§ SET EXERCISE:
Please edit the records from the line containing "The component shall identify every instance of the blue" through the end of the records, changing "dark bird" to "black bird" and leaving everything else untouched. Return only those lines.

§ PROVIDED DATA:
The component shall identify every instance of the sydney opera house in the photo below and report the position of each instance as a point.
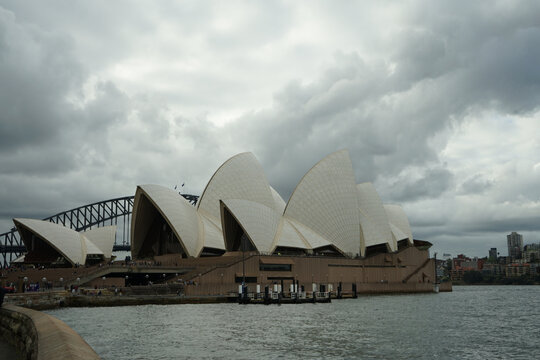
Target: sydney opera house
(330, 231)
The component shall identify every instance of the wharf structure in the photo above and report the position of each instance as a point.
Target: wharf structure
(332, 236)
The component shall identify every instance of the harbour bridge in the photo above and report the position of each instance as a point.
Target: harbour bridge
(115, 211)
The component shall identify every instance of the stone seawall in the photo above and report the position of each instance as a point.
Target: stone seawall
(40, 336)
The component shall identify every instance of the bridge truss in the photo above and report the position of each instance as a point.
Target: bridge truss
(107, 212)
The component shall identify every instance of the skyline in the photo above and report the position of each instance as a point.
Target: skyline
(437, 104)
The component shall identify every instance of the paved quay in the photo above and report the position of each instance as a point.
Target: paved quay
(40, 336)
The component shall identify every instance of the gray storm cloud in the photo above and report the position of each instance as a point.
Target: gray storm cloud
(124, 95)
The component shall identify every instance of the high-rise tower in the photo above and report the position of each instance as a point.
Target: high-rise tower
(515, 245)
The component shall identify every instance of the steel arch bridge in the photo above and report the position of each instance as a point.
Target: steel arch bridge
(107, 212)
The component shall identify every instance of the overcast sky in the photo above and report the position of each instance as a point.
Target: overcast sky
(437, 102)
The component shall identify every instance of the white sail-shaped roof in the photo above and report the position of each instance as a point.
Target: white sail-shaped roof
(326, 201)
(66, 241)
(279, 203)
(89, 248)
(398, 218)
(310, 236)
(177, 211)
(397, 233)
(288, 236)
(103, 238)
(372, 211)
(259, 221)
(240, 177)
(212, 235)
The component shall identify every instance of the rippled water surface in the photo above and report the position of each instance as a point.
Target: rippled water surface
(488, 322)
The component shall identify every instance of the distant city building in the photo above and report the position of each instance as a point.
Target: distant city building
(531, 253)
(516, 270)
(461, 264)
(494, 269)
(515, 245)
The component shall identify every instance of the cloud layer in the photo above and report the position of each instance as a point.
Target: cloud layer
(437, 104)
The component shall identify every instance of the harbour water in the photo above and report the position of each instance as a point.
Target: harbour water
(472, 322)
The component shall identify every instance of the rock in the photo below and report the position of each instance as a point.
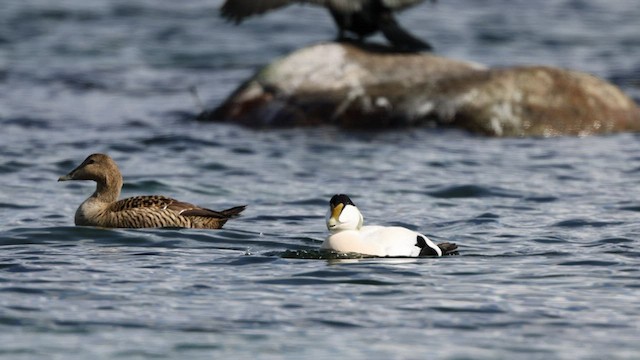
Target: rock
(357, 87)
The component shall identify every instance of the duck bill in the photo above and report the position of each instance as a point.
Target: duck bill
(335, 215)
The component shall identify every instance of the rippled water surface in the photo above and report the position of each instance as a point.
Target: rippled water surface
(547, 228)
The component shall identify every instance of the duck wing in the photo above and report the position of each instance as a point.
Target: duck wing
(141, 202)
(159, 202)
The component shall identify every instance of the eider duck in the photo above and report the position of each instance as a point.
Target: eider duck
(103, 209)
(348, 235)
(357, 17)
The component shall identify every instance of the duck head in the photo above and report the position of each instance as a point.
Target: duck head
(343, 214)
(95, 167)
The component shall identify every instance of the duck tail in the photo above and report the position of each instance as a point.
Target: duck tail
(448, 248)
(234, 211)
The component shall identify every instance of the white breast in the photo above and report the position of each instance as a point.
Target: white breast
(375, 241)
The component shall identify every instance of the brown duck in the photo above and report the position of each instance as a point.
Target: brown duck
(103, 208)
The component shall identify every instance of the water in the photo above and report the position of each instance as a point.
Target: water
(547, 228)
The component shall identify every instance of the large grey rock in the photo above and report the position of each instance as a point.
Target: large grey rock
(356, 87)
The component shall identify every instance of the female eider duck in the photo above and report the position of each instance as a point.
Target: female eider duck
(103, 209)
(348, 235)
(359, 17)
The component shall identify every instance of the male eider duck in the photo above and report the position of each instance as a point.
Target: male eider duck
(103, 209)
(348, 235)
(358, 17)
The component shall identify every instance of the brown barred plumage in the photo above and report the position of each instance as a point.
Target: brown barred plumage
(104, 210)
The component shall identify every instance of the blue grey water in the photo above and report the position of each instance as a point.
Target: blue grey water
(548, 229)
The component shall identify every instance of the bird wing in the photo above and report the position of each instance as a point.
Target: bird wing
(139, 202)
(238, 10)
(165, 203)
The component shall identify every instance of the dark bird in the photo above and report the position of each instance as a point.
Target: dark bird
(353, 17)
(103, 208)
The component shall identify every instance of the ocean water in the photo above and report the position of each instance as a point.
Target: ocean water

§ THE RESULT:
The component shall identify every instance of the blue grey water in the photo above and report the position of each instance as a point.
Target: blue grey water
(548, 229)
The component shall identify every instance of the bird wing in the photo above and report the position of each instance as a point.
Target: bird wing
(139, 202)
(238, 10)
(165, 203)
The component shall identify every instance of the black bird in the photo above and report the position of each instance as a point.
Target: black bird
(353, 17)
(103, 208)
The component shall identify every instance of the ocean water in the photo above and report the position of each instance as a point.
Target: ocean water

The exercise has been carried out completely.